▶ **Exercise brief**
Would you please repeat the data exactly as given?

Point localization data:
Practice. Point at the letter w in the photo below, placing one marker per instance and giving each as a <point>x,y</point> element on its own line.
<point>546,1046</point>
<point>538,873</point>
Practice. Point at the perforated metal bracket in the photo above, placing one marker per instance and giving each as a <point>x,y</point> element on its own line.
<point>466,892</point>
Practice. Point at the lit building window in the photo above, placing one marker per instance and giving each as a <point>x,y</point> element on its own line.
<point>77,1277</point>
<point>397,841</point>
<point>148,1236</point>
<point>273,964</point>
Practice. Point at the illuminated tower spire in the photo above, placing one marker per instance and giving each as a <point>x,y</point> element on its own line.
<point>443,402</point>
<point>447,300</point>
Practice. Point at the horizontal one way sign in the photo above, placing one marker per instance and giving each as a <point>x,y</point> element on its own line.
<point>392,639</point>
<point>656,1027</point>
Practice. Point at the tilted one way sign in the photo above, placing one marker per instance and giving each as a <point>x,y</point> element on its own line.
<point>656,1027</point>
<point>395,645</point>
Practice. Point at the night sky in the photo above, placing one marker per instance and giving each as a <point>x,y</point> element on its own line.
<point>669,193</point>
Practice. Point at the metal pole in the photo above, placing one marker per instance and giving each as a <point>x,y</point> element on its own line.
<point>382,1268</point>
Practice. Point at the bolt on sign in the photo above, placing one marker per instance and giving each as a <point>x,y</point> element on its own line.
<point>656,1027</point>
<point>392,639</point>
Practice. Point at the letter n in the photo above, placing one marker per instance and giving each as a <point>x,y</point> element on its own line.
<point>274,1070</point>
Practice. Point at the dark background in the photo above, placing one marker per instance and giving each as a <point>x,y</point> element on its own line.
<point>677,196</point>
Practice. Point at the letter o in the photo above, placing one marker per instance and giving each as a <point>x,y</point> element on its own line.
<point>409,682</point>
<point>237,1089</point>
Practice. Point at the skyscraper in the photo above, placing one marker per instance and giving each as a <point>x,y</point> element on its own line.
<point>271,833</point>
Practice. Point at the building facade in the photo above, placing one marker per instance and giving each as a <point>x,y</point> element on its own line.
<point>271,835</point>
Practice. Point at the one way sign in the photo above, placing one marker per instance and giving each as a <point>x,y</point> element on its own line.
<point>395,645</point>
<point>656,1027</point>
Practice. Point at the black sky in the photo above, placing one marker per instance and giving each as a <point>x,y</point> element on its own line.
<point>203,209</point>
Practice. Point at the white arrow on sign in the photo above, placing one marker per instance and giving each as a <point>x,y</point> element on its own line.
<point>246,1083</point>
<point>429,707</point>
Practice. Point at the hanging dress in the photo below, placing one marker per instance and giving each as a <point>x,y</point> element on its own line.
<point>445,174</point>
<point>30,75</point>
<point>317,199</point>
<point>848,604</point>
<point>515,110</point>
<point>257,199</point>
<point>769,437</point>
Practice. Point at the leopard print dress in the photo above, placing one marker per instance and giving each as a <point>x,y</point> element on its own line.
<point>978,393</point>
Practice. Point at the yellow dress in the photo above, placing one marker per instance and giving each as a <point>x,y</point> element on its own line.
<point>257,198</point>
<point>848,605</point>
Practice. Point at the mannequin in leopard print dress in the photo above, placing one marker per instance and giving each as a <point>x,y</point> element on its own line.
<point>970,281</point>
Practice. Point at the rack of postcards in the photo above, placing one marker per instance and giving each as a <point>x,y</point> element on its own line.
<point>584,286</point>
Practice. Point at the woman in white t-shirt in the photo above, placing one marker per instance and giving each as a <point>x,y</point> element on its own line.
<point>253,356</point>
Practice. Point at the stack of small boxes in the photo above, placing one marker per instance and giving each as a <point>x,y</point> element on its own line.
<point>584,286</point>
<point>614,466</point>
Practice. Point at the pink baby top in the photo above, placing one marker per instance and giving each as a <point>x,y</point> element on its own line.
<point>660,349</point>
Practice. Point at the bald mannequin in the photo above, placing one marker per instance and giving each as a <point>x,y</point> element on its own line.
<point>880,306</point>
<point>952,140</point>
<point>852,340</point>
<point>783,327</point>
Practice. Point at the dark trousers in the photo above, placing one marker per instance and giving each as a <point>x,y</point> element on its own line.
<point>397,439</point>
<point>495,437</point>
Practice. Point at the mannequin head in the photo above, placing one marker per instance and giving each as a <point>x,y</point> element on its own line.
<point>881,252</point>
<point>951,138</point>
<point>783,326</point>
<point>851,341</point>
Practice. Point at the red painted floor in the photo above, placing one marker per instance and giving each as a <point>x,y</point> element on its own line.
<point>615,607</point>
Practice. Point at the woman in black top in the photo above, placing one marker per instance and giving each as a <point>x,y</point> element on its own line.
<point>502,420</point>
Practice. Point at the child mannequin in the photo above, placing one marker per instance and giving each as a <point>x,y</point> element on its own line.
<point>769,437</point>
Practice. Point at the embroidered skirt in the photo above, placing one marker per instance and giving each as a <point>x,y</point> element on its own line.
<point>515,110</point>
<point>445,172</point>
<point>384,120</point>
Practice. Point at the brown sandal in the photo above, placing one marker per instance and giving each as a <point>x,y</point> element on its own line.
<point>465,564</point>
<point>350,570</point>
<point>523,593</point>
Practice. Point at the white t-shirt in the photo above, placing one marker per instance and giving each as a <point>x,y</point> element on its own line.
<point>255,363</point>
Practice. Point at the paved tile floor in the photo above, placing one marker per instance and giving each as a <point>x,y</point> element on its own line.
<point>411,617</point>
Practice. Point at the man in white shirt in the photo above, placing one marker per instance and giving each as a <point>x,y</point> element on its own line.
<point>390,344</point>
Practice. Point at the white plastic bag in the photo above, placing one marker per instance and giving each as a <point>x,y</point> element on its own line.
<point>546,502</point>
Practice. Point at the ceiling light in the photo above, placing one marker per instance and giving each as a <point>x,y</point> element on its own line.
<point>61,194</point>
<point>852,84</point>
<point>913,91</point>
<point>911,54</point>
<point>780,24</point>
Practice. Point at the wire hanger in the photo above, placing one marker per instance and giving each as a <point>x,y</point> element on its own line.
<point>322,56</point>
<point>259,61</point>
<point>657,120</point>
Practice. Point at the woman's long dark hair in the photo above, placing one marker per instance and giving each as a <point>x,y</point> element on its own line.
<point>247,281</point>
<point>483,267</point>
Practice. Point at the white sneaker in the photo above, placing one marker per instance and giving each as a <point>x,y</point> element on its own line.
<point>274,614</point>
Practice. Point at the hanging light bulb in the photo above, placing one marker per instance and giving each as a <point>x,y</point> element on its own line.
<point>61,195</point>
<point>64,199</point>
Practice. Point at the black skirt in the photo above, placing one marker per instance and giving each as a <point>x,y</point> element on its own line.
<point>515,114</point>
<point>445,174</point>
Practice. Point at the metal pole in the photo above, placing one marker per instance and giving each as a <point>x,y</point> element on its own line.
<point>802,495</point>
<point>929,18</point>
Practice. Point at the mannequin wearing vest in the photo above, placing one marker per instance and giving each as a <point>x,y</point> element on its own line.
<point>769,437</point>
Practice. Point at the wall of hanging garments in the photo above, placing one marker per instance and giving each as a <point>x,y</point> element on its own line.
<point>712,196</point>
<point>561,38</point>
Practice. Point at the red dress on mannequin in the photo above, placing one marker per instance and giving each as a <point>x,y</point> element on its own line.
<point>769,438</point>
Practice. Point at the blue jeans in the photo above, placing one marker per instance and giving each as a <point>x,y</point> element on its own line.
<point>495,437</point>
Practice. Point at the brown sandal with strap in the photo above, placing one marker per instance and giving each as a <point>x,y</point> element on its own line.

▶ **Solution**
Practice. Point at the letter w in the photo below, placing one marker per instance and giving each as a <point>x,y</point> element on its own line.
<point>546,1046</point>
<point>538,873</point>
Practice. Point at the perforated metal bracket in the photo above, placing one marker per instance and giving each as a <point>x,y</point> element on its own line.
<point>466,892</point>
Practice. Point at the lit building window in the photo above, placing one marker per instance and giving each as a <point>x,y</point> element on its own line.
<point>77,1277</point>
<point>397,841</point>
<point>148,1236</point>
<point>273,964</point>
Practice. Point at the illuminated tower spire in the photo above, placing one marker per instance and giving each as a <point>x,y</point> element on its own line.
<point>443,402</point>
<point>447,300</point>
Practice. Point at the horizontal one way sign in the photo above, placing one marker per instance and giving each as a <point>x,y</point> element on its own line.
<point>392,639</point>
<point>656,1027</point>
Practice. Point at the tilted one way sign in the photo above, placing one marker per instance and giving each as a <point>x,y</point> element on its own line.
<point>656,1027</point>
<point>395,645</point>
Practice. Point at the night sky in the photo above, placing one marker per instance and giving each as a <point>x,y</point> element on its own line.
<point>669,193</point>
Practice. Point at the metal pole in the photo above, placing one marker per instance and giving each as a <point>x,y</point> element on its own line.
<point>382,1268</point>
Practice. Point at the bolt on sign in the photo above, placing one marker per instance and giving each as a <point>x,y</point> element on its own line.
<point>656,1027</point>
<point>392,639</point>
Practice. Point at the letter n in the photo above, placing one marker per instance and giving each as a <point>x,y</point> element on its own line.
<point>274,1070</point>
Practice. Point at the dark background in the photo above, placing one marker per instance and giving each as a <point>x,y</point> element on its own line.
<point>677,196</point>
Practice. Point at the letter o in the photo above, placing one marker per instance and giving each as a <point>x,y</point> element on its own line.
<point>409,682</point>
<point>237,1089</point>
Practice. Point at the skyscraper in the photo above, placing one marker per instance and giving each as a <point>x,y</point> element on its own line.
<point>271,833</point>
Practice. Point at the building facade in the photo above, placing one marker per instance and giving each as a <point>x,y</point> element on its own line.
<point>271,835</point>
Practice. Point at the one way sign in the photo above, placing one marker per instance and giving each as a <point>x,y</point> element on its own line.
<point>395,645</point>
<point>656,1027</point>
Practice. Point at the black sky in the photo above, placing one marker per instance and giving each as a <point>x,y</point> element on its own line.
<point>203,209</point>
Practice. Point at the white arrow on sign in the photo above, placing one marker per instance and giving each as a <point>x,y</point> element on its own line.
<point>246,1083</point>
<point>429,707</point>
Practice. Point at the hanging dress in the photo below, placing one marker per instance and giving each as a <point>x,y</point> element on its own line.
<point>445,174</point>
<point>30,75</point>
<point>317,199</point>
<point>848,604</point>
<point>515,110</point>
<point>257,199</point>
<point>769,437</point>
Practice. Point at the leopard print dress in the photo above, placing one marker per instance and giving each as a <point>x,y</point> element on its own line.
<point>978,393</point>
Practice. Point at the yellow dress in the photo above, placing one marker per instance and giving each as a <point>x,y</point> element on its own line.
<point>257,198</point>
<point>848,605</point>
Practice. Point at the mannequin in leopard print dress in the photo above, placing one marker per instance and giving each as a <point>x,y</point> element on its own line.
<point>970,281</point>
Practice. Point at the rack of postcards in the photo above, placing one marker per instance and giving each as a <point>x,y</point> element on its own line.
<point>584,286</point>
Practice. Point at the woman in white t-shirt in the photo above, placing one marker per instance and giving each as a <point>x,y</point> element on its own line.
<point>253,356</point>
Practice. Point at the stack of small boxes in the photo above, placing one marker per instance and giving each as a <point>x,y</point> element on its own line.
<point>584,286</point>
<point>614,466</point>
Practice. Point at the pink baby top in the photo above, placing one marker per instance and giving each as a <point>x,y</point> element on its own line.
<point>660,349</point>
Practice. Point at the bald mannequin in the photo above, placing one marker per instance and giving each as a <point>x,y</point> element on its own line.
<point>880,306</point>
<point>952,140</point>
<point>852,340</point>
<point>783,327</point>
Practice. Point at the dark trousers in the photo above, placing one marker per instance and giving each as a <point>x,y</point> element on its own line.
<point>397,439</point>
<point>495,437</point>
Practice. Point at the mannequin head in the photo above, placing one marker per instance and giving each as a <point>x,y</point> element on its own line.
<point>881,252</point>
<point>951,138</point>
<point>783,326</point>
<point>851,341</point>
Practice. Point at the red painted floor in the photo above, placing one marker per instance and giving each as a <point>x,y</point> element on its own line.
<point>615,607</point>
Practice. Point at the woman in black top in the photo above, placing one marker per instance and giving each as a <point>x,y</point> element on its own line.
<point>502,420</point>
Practice. Point at the child mannequin in the photo above, placing one marker per instance and giving each as a <point>x,y</point> element on its own line.
<point>769,437</point>
Practice. Point at the embroidered skirt in the photo above, placing one marker per instance and giving each as a <point>x,y</point> element on its own line.
<point>515,110</point>
<point>445,172</point>
<point>384,120</point>
Practice. Point at the brown sandal in the photo above, placing one marker per instance and giving each as a <point>x,y</point> element on its own line.
<point>465,564</point>
<point>350,570</point>
<point>523,593</point>
Practice. Point at the white t-shirt in the photo above, placing one marker per instance and giving each as a <point>x,y</point> element on its own line.
<point>255,363</point>
Practice. Point at the paved tile floor in the photo above, placing one marker per instance and giving each as a <point>x,y</point> element on its own line.
<point>411,617</point>
Practice. Point at the man in white shirt in the photo above, placing one marker per instance and giving each as a <point>x,y</point> element on its own line.
<point>390,344</point>
Practice. Point at the white plastic bag in the photo above, placing one marker per instance and giving each as a <point>x,y</point> element on its own line.
<point>546,502</point>
Practice. Point at the ceiling light in the photo above, placing one marker per instance and giving each as a <point>x,y</point> element on its own line.
<point>61,194</point>
<point>852,84</point>
<point>913,91</point>
<point>911,54</point>
<point>780,24</point>
Practice. Point at the wire hanger in the photo above, placing one marker per instance and giving each as a <point>x,y</point> element on its own line.
<point>322,56</point>
<point>259,61</point>
<point>657,120</point>
Practice. Point at the woman's long dark hair in the photo above, placing one marker per instance and giving each as a <point>x,y</point> element on its own line.
<point>247,281</point>
<point>483,267</point>
Practice. Point at the white sneaker in the photo above, placing one marker per instance and giving each as a <point>x,y</point> element on its own line.
<point>274,614</point>
Practice. Point at the hanging light bulb in the photo above, placing one marker per instance and giving each as a <point>x,y</point> element on its own line.
<point>61,195</point>
<point>64,199</point>
Practice. Point at the black skirt in the photo above, placing one marker per instance and giving each as a <point>x,y</point> element on its own line.
<point>515,114</point>
<point>445,174</point>
Practice. Point at the metal pole in the photo above, placing one marker per instance and giving each as a <point>x,y</point> element on its own line.
<point>802,495</point>
<point>929,18</point>
Practice. Point at the mannequin wearing vest in the photo above, placing one marker per instance and giving each as a <point>x,y</point> element on its own line.
<point>769,437</point>
Practice. Point at the wall of hanging garments in the photo above, placing one marker per instance and giving each as a <point>x,y</point> element on its own line.
<point>712,196</point>
<point>561,38</point>
Practice. Point at the red dress on mannequin in the photo above, placing one marker per instance and giving each as a <point>x,y</point> element on its own line.
<point>769,438</point>
Practice. Point at the blue jeans in the photo above, placing one marker per instance and giving each as a <point>x,y</point> element on its own line.
<point>495,437</point>
Practice. Point at the brown sandal with strap in the photo above, placing one marker per instance and giving each as a <point>x,y</point> element on its own line.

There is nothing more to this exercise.